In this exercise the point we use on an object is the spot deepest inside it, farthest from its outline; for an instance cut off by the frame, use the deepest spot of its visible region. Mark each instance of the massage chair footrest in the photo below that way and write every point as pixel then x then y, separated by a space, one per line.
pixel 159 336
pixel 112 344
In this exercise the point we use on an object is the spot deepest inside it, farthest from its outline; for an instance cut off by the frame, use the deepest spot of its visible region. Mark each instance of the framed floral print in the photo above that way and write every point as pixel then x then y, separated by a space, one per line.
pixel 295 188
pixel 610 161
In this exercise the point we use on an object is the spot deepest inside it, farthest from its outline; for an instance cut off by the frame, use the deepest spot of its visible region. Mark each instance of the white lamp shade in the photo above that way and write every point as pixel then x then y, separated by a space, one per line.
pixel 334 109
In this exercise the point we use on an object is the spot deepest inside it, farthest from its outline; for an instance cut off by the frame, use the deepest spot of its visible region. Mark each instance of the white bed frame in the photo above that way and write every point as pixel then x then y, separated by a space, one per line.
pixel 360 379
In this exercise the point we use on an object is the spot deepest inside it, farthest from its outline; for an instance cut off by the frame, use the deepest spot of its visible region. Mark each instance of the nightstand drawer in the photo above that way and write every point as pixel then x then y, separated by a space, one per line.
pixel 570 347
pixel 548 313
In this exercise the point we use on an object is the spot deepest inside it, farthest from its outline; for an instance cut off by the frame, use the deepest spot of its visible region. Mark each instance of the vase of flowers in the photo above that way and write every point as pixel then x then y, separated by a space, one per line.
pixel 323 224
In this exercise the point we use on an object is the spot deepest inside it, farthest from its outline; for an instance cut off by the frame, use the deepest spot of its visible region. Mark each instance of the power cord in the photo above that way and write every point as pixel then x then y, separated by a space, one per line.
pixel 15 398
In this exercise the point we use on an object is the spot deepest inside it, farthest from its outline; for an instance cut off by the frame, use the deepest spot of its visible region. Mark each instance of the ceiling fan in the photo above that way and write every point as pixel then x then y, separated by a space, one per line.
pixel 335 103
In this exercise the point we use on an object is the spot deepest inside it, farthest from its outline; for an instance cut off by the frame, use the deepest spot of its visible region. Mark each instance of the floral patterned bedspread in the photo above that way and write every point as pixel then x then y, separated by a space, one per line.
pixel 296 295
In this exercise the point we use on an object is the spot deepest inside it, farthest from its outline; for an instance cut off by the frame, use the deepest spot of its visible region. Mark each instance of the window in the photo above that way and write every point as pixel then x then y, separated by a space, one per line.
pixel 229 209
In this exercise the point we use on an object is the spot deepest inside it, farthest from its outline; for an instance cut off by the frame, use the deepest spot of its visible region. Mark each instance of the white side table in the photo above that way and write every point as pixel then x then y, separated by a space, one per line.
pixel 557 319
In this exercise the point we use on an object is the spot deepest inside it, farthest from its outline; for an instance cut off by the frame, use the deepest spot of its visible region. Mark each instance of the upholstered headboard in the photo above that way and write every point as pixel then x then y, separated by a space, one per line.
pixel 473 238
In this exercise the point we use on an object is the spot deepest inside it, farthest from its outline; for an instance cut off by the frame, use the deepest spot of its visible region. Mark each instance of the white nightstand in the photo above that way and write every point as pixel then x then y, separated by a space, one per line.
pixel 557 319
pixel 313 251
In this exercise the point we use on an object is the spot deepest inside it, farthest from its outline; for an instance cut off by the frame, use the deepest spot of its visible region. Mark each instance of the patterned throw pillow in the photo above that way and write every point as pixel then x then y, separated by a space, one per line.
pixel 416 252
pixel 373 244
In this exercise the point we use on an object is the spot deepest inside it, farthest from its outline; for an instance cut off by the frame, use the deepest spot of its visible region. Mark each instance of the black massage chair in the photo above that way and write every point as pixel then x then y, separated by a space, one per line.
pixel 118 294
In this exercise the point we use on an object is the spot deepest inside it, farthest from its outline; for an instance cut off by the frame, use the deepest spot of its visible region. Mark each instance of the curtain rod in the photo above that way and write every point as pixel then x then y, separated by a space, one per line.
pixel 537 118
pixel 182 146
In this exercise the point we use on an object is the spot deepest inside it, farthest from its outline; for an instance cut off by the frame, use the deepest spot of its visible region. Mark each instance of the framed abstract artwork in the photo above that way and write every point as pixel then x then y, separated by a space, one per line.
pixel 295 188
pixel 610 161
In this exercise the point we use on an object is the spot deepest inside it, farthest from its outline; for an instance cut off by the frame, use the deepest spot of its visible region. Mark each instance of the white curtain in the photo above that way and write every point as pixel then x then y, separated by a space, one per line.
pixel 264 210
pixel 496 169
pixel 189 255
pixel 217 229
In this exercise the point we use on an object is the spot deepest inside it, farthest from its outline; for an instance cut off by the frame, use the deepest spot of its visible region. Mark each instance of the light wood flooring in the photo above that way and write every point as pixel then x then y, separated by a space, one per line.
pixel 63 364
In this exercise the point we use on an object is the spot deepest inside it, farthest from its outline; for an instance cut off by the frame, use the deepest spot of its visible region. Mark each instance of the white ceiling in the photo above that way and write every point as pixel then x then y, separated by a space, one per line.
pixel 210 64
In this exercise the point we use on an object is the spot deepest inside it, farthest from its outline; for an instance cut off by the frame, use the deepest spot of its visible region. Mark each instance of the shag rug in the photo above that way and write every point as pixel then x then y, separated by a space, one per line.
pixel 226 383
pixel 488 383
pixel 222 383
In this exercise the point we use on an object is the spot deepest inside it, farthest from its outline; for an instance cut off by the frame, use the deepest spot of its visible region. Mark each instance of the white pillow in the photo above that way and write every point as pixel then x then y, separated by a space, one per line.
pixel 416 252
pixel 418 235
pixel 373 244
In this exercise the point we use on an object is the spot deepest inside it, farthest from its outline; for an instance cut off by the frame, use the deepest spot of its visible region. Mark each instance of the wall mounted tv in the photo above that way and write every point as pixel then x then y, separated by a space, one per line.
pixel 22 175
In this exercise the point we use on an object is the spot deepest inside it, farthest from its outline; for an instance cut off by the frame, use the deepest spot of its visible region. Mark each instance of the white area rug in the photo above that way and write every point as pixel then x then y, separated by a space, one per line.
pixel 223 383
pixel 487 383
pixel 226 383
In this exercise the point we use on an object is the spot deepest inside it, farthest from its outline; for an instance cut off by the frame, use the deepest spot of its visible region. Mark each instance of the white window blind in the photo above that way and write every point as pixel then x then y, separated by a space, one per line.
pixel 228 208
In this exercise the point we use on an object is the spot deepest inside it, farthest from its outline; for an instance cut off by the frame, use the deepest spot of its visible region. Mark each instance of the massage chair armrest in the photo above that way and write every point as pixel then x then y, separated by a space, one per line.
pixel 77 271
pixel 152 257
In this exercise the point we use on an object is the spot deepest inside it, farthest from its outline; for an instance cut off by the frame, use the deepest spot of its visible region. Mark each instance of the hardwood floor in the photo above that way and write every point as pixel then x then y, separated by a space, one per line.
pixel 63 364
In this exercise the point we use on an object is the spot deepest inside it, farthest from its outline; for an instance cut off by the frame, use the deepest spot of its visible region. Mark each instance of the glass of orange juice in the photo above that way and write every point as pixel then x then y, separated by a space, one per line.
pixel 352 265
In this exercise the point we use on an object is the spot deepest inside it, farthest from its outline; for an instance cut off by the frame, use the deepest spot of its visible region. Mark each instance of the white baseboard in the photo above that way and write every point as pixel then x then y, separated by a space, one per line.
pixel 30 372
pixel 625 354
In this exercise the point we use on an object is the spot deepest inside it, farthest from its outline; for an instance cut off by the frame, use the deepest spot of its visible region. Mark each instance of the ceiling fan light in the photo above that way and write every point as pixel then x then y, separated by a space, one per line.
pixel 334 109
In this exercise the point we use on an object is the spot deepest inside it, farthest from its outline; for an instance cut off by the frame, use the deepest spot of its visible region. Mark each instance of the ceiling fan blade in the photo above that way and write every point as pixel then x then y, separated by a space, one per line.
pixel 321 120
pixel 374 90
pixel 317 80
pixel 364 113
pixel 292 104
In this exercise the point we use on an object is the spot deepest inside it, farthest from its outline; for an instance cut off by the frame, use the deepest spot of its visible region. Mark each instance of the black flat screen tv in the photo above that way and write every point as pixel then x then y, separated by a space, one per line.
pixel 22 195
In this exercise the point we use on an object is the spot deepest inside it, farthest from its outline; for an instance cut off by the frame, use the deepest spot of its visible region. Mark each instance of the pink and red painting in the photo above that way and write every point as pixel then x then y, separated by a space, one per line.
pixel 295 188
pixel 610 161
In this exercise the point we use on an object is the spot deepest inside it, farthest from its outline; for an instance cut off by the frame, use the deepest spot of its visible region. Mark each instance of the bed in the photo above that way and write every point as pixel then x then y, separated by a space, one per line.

---------------

- _AIM_:
Copy the material above word for word, starting with its first line and ending with the line that contains "pixel 112 344", including that line.

- _EXERCISE RESPONSE_:
In this exercise the point we use on an object is the spot deepest inside it, farthest from its outline; for an instance cut off by the frame, use the deepest spot of its visible region. Mark each instance of the massage chair footrest in the photo below that way and write every point as pixel then x then y, separated by a space, one per line.
pixel 159 336
pixel 112 344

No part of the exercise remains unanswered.